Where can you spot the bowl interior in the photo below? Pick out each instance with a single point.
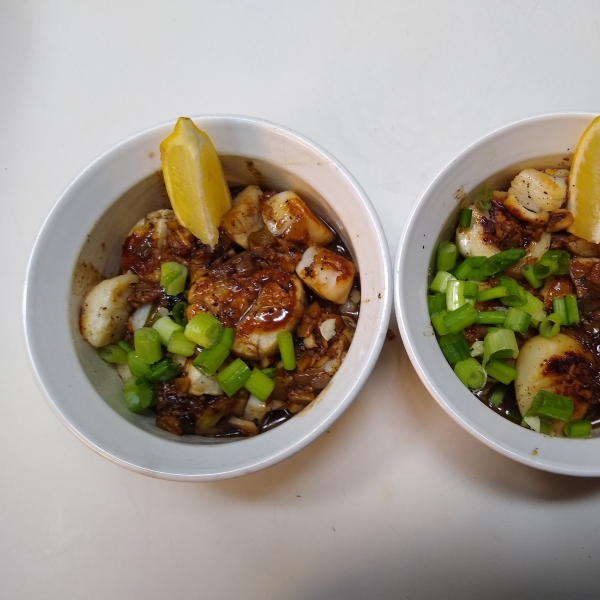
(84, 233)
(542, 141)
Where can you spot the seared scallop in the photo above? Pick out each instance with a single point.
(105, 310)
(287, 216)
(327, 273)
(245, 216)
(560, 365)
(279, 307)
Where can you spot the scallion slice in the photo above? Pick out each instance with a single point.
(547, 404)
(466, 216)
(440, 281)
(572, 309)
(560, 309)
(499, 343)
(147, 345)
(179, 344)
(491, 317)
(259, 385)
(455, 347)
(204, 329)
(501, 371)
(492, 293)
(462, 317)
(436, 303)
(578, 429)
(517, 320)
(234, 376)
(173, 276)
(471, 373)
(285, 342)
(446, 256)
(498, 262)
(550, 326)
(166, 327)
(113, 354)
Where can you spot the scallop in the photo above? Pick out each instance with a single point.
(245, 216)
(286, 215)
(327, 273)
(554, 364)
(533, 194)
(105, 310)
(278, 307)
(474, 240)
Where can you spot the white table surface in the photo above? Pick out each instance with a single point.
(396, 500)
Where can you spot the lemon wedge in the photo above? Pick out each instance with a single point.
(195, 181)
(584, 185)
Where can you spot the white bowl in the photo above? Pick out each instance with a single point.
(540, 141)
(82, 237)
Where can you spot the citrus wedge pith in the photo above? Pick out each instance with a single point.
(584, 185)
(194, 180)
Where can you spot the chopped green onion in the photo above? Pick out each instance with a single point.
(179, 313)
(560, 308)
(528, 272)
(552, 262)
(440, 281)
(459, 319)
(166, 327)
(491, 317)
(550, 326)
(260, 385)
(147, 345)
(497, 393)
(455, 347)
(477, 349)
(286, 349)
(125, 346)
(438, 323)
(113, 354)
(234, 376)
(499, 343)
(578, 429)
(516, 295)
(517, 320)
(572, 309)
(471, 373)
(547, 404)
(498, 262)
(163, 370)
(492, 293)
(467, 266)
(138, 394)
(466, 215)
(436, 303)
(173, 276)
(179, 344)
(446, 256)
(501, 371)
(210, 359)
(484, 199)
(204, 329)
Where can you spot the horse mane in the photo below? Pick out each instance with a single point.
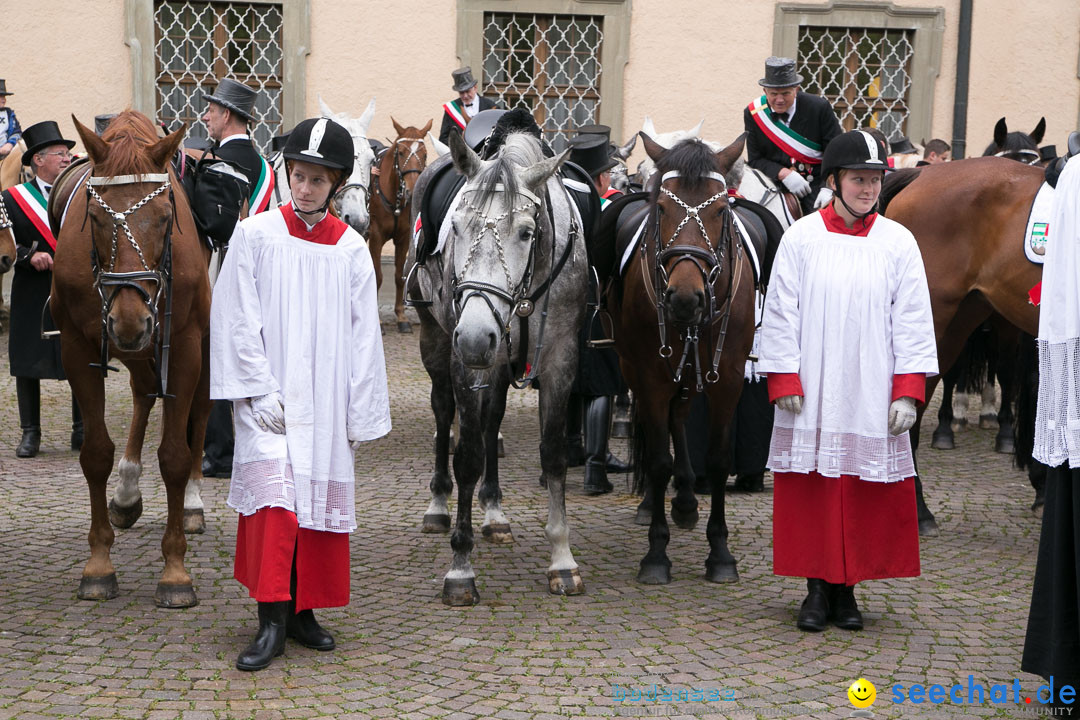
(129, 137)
#####
- [Request]:
Copy out the lines from the one holding "Where can you spot the horse" through the last line, inclusive, and leave out any pictures.

- [Reply to the task]:
Where can you spot the horse mane in the photo below? Pick out each instance with a single point.
(129, 137)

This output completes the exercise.